## [Instruction]
Find every line in the items below that contains the word "sprinkle", and copy each of those lines out in full.
--- start of Exercise input ---
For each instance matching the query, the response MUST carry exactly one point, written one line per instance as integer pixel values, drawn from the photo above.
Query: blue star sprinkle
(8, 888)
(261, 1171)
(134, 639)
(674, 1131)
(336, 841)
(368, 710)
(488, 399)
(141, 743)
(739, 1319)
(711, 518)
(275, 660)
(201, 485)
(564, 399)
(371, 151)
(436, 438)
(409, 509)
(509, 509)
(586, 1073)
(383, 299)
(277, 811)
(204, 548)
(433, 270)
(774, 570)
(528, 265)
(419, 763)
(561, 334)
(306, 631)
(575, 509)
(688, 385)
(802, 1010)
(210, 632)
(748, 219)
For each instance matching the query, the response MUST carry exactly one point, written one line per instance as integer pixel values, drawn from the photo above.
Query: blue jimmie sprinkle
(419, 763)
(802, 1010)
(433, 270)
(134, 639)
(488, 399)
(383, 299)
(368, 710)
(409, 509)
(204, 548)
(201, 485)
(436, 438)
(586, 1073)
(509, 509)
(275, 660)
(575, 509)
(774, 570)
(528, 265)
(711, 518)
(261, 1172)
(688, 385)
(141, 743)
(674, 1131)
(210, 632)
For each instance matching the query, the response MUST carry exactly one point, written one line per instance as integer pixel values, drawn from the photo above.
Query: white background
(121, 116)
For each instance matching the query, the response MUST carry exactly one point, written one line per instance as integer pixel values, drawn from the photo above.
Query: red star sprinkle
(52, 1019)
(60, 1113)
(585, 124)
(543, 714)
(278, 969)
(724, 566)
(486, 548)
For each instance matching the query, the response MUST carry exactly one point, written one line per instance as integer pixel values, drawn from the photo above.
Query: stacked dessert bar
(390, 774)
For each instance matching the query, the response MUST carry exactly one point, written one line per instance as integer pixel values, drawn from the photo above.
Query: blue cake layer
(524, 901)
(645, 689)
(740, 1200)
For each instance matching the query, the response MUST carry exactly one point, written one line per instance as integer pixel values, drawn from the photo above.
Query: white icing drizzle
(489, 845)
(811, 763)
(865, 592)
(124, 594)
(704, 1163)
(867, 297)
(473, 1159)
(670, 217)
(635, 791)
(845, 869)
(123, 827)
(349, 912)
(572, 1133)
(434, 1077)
--- end of Exercise input ---
--- start of Exercise input ---
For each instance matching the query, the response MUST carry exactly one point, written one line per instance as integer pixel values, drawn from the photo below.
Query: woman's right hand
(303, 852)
--- end of Exercise input ---
## [Response to the task]
Query: blue star sprinkle
Query: blue jimmie sprinkle
Query: red star sprinkle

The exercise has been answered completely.